▸ What to work on
What you return should match the records below exactly.

═════ Data under study

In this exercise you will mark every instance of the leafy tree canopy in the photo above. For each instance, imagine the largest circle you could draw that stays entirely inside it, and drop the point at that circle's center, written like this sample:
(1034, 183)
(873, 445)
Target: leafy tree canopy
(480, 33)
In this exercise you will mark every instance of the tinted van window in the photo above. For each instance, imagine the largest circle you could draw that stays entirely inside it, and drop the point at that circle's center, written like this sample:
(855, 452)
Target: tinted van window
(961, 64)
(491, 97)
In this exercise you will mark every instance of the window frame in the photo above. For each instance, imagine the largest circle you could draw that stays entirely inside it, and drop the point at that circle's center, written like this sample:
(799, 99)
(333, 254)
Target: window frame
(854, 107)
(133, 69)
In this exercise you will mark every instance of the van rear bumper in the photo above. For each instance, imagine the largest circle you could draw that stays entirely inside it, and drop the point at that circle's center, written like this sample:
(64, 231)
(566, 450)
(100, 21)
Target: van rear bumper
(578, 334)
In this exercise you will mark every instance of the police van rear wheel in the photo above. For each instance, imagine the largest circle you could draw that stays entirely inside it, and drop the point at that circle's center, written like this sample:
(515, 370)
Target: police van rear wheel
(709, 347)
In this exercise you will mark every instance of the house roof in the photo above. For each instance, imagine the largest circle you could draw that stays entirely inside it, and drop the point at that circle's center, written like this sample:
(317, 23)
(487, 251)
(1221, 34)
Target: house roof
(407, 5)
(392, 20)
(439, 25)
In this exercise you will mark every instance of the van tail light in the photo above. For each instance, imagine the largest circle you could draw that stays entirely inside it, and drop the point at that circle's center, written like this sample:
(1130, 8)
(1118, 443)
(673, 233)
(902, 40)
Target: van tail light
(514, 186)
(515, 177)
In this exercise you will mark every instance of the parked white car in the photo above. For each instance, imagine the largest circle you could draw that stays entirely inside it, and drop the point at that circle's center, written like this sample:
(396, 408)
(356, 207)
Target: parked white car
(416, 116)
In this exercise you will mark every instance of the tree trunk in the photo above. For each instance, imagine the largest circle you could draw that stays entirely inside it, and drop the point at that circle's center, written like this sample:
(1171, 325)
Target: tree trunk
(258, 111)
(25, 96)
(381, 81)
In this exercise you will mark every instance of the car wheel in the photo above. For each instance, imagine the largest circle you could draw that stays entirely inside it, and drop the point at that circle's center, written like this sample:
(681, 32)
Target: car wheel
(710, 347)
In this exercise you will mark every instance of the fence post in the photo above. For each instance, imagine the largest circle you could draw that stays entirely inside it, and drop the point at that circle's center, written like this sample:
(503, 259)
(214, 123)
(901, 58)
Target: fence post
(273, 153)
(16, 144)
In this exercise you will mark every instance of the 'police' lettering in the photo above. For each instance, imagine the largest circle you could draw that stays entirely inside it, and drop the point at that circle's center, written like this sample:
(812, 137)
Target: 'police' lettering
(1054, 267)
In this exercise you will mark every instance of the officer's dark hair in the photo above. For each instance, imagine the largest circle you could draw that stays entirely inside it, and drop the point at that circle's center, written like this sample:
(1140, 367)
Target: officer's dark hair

══════════

▸ Answer to the problem
In this exercise you will mark every instance of the leafy tree canopy in the photo above. For each instance, imagine the largest circle you could draw that stays entirely inside it, and drop the point at that circle's center, written like this sample:
(1034, 183)
(873, 445)
Target: leafy tree canopy
(480, 33)
In this exercise you will mark every instance of the tinted van window in the photo above. For each instance, imagine the largest circle you could draw that stays entirely inside it, and drop the point at that circle's center, written like this sample:
(855, 452)
Target: tinted van window
(961, 64)
(491, 97)
In this exercise you will mark every instance of the window frame in the photo above. For each instance, imagine the largest circle you could draw that stays entirely inside it, and drop the point at that circle's center, written like this sample:
(799, 99)
(333, 254)
Target: window frame
(854, 107)
(133, 69)
In this exercise you will mark every instance of the van rear bumper in the photo above. For each instance, imagine the largest circle you could draw that stays entirely inside it, and drop the point at that circle's center, written like this sample:
(64, 231)
(566, 450)
(100, 21)
Target: van rear bumper
(578, 334)
In this exercise you will mark every instance of the police van rear wheel in the photo above. For each instance, imagine the largest circle you could draw that stays entirely inside it, and drop the point at that circle's center, written like this sample:
(515, 370)
Target: police van rear wheel
(709, 347)
In this exercise you will mark every instance of the house roof in the photo above. For each instance, imagine the largest circle you could draw that stays entirely inside it, and drop the point at that circle's center, written like this sample:
(317, 23)
(487, 251)
(1221, 34)
Target: house roof
(407, 5)
(392, 20)
(439, 25)
In this exercise you will mark every instance of the van tail light in the photo above. For each instance, imagine the largest circle you could draw that stays entirely inside it, and drop the point at that circle's center, written like this sample:
(1130, 8)
(1118, 443)
(673, 233)
(902, 40)
Target: van tail light
(514, 186)
(515, 177)
In this exercise you will mark every instance of the parked white car in the photo above. For each instance, imagine the largest circle you could draw that stays entirely inside it, and drop the point at that circle's center, written like this sample:
(396, 408)
(356, 207)
Target: parked white car
(416, 116)
In this exercise you will mark every instance of the tree trunk in the photo above. For each instance, imagine the largest circle you could draw that stays entirely inside it, and drop the point at that circle's center, written like this sample:
(1171, 325)
Target: tree trunk
(258, 111)
(25, 96)
(381, 81)
In this exercise you will mark every instance of the car wheel in the photo above. For each instance, imagine the largest circle you could draw that stays entirely inside it, and drop the point at that circle's center, written like this sample:
(681, 32)
Target: car wheel
(710, 347)
In this exercise you will mark every instance of the fence post in the photo above. For each instance, imagine the largest circle you could draw that stays entirely inside it, and drop the point at that circle's center, written like this sample:
(503, 259)
(214, 123)
(901, 58)
Target: fence post
(273, 153)
(16, 144)
In this exercise you will mark every instance of the 'police' lettering in the photo above. For each instance, imagine the largest circle you could draw that stays entirely inside it, and drop the point at that circle's center, written like this sample:
(812, 137)
Target: 'police' lettering
(1054, 267)
In this exercise you will mark every instance of the officer's dark hair in the photo above. For each instance, imagine the largest circle you could draw that stays entirely inside it, and drop the point at that circle's center, written like this sample:
(1140, 367)
Target: officer's dark hair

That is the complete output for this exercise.